● Selected passage
I feel like the market is saturated with machine learning. Everyone seems to be doing machine learning these days.
EDIT: For downvoters, that's how I did it. I was a very successful SWEng (some of my work was among top posts on HN under different nicks) but saw the ball rolling towards ML in 2012 so I reskilled.
It helped that I got a PhD in Physics so I knew a lot of math already, also I had been interested in ML for text classification circa 2005 or so. From 2001 to 2010 or so I was busy with a wide range of web applications such as: a social network for a secret society, a blog for a local political party with an integrated telephone response system, an application tracking system for a nanotechnology internship program, etc. There was plenty of brownfield work in there.
I had worked on a series of side projects that got attention and landed me a job as a "relevance architect" (recommender systems and such for a new social media site that softlaunched but didn't get big) and then an ML software engineer where I completed a search engine for patents based on a neural network.
After that I went through a phase of doing random consulting projects but also trying to start my own startup around data engineering problems that didn't get the support I needed. I learned Python because there was huge amounts of Python work in this space. I did a project involving LSTM networks for text around this time.
When I threw in the towel I joined up with a company where I was between the engineering and data science teams, over the course of a year I had figured out most of why our Python systems were not entirely reliable but the company was pivoting a lot and towards the end I was writing more typescript + Scala. Even though I had the physics education I felt my long experience as an applications developer was more important to this role: we had data scientists who were better at creating models than me, but most of them worked in Jupyter Notebooks and didn't have a clear idea of how to take the code they wrote and make it reusable: how to make the "monthly sales report" as opposed to the "April sales report". It was my role to get that discipline in terms of collaboration w/ the data sci's, the process we used, and as embodied in the software I developed.
It was a great experience but also a bit disorganized as we were trying to develop a product but also having to change tack every week to accommodate project work for A-list companies we had as customers. We had a system called "Themis" that was used to build training sets that worked but I disagreed with architecturally (#1 requirement is not sweating it when your A-list company needs something really different). I wrote up a description of a system called "Nemesis" which the company didn't go with but I developed a number of (image|document|comment|job advertisement)-sorters on my own account afterwards that were all called "Nemesis" until I had a vision which lead to YOShInOn and the newer FraXinus which is meant to be an everything sorter. We were working on CNN-text models at this time, BERT came out and we thought it was a big advance but we had no idea how big it would be.

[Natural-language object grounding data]

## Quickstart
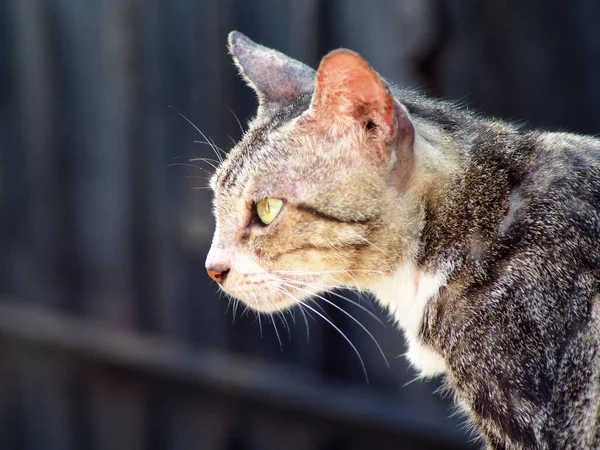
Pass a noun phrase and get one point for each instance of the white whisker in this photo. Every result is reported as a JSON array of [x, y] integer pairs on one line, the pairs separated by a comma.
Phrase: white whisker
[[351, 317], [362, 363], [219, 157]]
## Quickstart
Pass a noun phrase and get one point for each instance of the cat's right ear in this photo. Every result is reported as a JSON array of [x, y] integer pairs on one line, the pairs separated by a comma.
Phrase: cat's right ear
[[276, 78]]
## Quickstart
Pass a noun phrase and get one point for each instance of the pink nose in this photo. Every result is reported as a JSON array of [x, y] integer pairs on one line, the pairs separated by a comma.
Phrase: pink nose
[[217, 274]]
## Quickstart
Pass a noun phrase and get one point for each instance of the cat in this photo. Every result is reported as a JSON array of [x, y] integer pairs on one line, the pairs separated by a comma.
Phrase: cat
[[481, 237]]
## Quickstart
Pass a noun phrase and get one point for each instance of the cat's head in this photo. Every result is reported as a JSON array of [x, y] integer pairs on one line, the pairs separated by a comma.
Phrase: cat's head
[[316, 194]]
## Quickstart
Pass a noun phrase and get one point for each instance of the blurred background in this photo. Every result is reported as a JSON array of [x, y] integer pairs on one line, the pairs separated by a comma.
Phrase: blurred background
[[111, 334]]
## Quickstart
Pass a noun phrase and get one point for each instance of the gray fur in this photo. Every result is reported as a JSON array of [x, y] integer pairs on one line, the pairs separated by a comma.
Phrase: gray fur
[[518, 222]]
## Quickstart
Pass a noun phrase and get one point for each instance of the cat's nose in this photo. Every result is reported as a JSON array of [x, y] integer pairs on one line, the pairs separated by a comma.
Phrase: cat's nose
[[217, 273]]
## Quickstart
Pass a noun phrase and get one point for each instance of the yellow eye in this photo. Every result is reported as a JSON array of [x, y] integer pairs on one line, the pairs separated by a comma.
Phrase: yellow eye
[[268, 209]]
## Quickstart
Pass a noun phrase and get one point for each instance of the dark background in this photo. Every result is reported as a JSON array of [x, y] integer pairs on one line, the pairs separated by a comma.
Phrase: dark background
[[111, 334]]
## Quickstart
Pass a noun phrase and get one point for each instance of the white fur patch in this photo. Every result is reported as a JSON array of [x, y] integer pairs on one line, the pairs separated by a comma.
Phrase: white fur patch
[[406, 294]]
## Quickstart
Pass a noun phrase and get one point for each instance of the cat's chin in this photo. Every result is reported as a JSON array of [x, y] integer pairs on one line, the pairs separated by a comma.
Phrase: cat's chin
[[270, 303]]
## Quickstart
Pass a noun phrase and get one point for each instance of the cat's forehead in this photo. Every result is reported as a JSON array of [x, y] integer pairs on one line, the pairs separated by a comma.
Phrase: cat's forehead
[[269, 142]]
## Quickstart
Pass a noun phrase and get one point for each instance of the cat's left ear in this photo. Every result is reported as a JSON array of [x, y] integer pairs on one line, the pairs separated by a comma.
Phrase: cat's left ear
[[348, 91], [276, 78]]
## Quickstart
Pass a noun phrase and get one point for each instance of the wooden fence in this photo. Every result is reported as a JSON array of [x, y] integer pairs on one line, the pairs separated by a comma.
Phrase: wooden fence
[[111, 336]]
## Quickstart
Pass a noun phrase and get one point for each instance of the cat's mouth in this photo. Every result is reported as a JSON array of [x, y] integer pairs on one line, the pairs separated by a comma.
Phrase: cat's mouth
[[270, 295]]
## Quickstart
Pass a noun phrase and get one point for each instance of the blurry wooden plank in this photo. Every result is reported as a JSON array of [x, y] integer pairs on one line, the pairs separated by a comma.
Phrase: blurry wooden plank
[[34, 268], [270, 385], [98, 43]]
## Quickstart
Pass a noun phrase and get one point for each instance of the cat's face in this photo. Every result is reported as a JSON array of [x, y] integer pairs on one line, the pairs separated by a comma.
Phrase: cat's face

● Tasks and exercises
**a)** Answer these questions about the forum post:
(i) In what year did the writer see the ball rolling towards ML?
(ii) What did the search engine the writer completed as an ML software engineer search, and what was it based on?
(iii) What was the name of the system used to build training sets that the writer disagreed with architecturally?
**b)** Transcribe the forum post word for word, starting at the words "I had worked" and stopping after "a neural network.".

● Solutions to each task
**a)**
(i) 2012
(ii) Patents; it was based on a neural network.
(iii) "Themis"

**b)**
I had worked on a series of side projects that got attention and landed me a job as a "relevance architect" (recommender systems and such for a new social media site that softlaunched but didn't get big) and then an ML software engineer where I completed a search engine for patents based on a neural network.